PAGE EXTRACT:
^^^^^^^^

In June 1950, Pleis married Eve Young, and the March birth of their daughter Michelle was noted in an April 1951 Billboard. The Orchestra backed Eve on her single "Just for Tonight"/"Would I Love You?" In 1952, Pleis and orchestra worked with The Bell Sisters and continued working with Teresa Brewer. Pleis left London Records, and Eve signed a new contract with Coral Records, recording under her new name, Karen Chandler. Her debut for Coral, backed by Pleis' orchestra, was the song "Hold Me, Thrill Me, Kiss Me," and it became an enormous hit. Selling over a million copies, it peaked at No. 5 on the Billboard charts. In 1953, Pleis and orchestra backed her on her third Coral release, "I'd Love to Fall Asleep (And Wake Up in Your Arms)"/"Goodbye, Charlie, Goodbye".

===Decca Records===
In mid-1953 Pleis joined Decca Records under Milt Gabler. Pleis and Orchestra released "The Eighteenth Variation"/"Mr. Peepers" under the Decca label. The orchestra backed Karen Chandler again on "Why?"/"Flash From the Blue". 1954 saw the release of the orchestra's Decca singles, "Frenchman in St. Louis"/"Pagan in Paris", "Ah Ri Rung", and "For Always"/"Beyond the Blue Horizon", and the orchestra backed the Dinning Sisters on "Steel Guitar Rag", Eileen Barton on "And Then", and Teresa Brewer on her album A Bouquet of Hits.

^^^^^^^^

ENTRIES SHOWN:
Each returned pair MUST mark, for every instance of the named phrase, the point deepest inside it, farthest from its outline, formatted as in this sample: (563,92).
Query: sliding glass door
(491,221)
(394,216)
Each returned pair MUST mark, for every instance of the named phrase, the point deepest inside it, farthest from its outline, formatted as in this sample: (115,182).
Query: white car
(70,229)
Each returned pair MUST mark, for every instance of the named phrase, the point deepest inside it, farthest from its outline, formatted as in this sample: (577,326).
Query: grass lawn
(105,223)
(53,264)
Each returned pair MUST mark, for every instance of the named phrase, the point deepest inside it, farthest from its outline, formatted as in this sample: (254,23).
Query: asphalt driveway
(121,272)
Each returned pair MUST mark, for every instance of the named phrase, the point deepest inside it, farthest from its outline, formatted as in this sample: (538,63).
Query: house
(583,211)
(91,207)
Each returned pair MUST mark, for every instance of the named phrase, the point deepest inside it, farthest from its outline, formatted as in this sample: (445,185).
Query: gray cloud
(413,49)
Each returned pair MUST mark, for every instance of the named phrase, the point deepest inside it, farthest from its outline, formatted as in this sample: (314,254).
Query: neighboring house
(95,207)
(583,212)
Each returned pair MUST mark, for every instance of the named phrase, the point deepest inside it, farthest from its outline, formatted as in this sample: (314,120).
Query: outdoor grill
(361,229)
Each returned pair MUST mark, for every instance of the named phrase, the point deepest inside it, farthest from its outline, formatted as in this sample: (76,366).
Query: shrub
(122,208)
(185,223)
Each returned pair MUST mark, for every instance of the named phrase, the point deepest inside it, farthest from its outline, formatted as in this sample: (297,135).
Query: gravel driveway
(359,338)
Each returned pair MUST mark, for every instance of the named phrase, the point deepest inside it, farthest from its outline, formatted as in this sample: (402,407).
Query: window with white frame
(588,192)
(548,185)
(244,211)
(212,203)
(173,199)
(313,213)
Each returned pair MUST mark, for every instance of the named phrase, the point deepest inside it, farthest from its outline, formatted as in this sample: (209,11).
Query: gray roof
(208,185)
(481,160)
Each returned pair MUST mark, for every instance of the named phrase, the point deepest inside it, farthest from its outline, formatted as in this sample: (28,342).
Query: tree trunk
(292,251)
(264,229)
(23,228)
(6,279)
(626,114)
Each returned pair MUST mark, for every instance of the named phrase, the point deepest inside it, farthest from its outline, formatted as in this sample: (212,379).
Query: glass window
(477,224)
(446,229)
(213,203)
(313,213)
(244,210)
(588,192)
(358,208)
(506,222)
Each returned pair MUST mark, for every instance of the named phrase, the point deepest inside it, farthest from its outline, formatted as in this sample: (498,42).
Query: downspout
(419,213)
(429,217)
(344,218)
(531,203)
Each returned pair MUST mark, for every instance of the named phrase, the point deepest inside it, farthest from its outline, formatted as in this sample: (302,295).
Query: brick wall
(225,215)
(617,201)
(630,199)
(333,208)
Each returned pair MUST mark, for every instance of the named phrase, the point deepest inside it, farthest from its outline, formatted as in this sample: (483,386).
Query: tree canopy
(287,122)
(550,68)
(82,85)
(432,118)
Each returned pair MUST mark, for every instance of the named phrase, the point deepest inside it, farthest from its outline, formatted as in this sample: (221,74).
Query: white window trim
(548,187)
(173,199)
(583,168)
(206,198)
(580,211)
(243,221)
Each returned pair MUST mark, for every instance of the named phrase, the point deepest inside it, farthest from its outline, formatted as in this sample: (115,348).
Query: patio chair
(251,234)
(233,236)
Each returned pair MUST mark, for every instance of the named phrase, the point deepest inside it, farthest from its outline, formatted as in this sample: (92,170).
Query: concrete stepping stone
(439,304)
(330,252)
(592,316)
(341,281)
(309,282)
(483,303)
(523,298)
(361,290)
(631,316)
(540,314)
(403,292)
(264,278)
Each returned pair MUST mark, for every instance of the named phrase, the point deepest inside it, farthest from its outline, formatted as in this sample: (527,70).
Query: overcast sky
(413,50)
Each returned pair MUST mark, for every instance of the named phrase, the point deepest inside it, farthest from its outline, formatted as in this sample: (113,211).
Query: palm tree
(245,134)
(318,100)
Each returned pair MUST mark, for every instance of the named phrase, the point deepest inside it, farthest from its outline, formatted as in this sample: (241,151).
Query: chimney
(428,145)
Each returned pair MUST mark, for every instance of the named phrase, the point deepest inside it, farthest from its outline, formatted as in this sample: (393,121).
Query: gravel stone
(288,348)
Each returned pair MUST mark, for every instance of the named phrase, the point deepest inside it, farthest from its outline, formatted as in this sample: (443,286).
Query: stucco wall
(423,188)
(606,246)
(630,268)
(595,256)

^^^^^^^^

THE TASKS:
1 - Duplicate the records from the line containing "this sample: (483,386)." through the final line of the records.
2 - Go on with the text about Pleis and his orchestra's recording work from where it stops.

ANSWERS PER TASK:
1 -
Each returned pair MUST mark, for every instance of the named phrase, the point deepest inside it, farthest from its outline, formatted as in this sample: (483,386).
Query: tree canopy
(287,122)
(550,68)
(82,85)
(432,118)
Each returned pair MUST mark, for every instance of the named phrase, the point deepest inside it, farthest from its outline, formatted as in this sample: (221,74).
Query: white window trim
(548,187)
(173,199)
(583,168)
(206,198)
(580,211)
(243,221)
Each returned pair MUST mark, for every instance of the named phrase, the point deepest inside it, farthest from its outline, formatted as in this sample: (115,348).
Query: patio chair
(251,234)
(233,236)
Each returned pair MUST mark, for every instance of the named phrase, the point deepest inside it, farthest from its outline, formatted as in this sample: (92,170).
Query: concrete stepping stone
(439,304)
(330,252)
(592,316)
(341,281)
(309,282)
(483,303)
(523,298)
(361,290)
(631,316)
(540,314)
(403,292)
(264,278)
Each returned pair MUST mark, for every instance of the named phrase, the point deepest inside it, farthest from its outline, formatted as in this sample: (527,70).
Query: overcast sky
(413,50)
Each returned pair MUST mark, for every instance of the named phrase, the point deepest inside it, farthest from its outline, formatted as in this sample: (113,211).
Query: palm tree
(245,134)
(318,100)
Each returned pair MUST mark, for every instance of the named phrase, the point deepest inside it, farthest from its outline, formatted as in this sample: (241,151).
Query: chimney
(428,145)
Each returned pair MUST mark, for every instance of the named phrase, the point deepest inside it, farthest from its outline, formatted as in this sample: (393,121).
Query: gravel stone
(288,348)
Each returned pair MUST mark, for every instance of the named phrase, the point deepest inside it, farthest from its outline, formatted as in this sample: (443,286).
Query: stucco wall
(423,188)
(606,246)
(630,268)
(595,256)

2 -
1955 saw Pleis scheduled to be profiled in the April issue of The American Magazine. Pleis and His Orchestra began releasing singles of Disney film songs (also collected and released on the album Music from Disneyland), and also released "Lies"/"Hey There" and "Pauline"/"The Trouble With Harry", the title tune for Alfred Hitchcock's film, The Trouble with Harry.

In 1956, Pleis and His Orchestra again backed Karen Chandler, this time on her first Decca release, and Pleis released another album, Strings and Things. The orchestra backed Bobby Darrin on his single "Rock Island Line"/"Timber". In October, Pleiss' song "Giant", theme of the film Giant, debuted on the Billboard Hot 100 at #93, peaking at #91 in December, and the song "I'll Always Be In Love With You" charted at #65, also in December. Pleis also produced Bing Crosby's album, Songs I Wish I Had Sung the First Time Around.

1957 saw the release of singles "(But As They Say) That's Life"/"Goodnight Waltz", "Search for Paradise"/"Serenade to Michelle", and "The Carefree Heart"/"Serenade in Soft Shoe", and the Orchestra backed Georgie Shaw on "One More Sunrise", Sammy Davis Jr. on "The Golden Key", and Merv Griffin on "I'll Be Thinking of You". "(But As They Say) That's Life" charted at #69 in June 1957.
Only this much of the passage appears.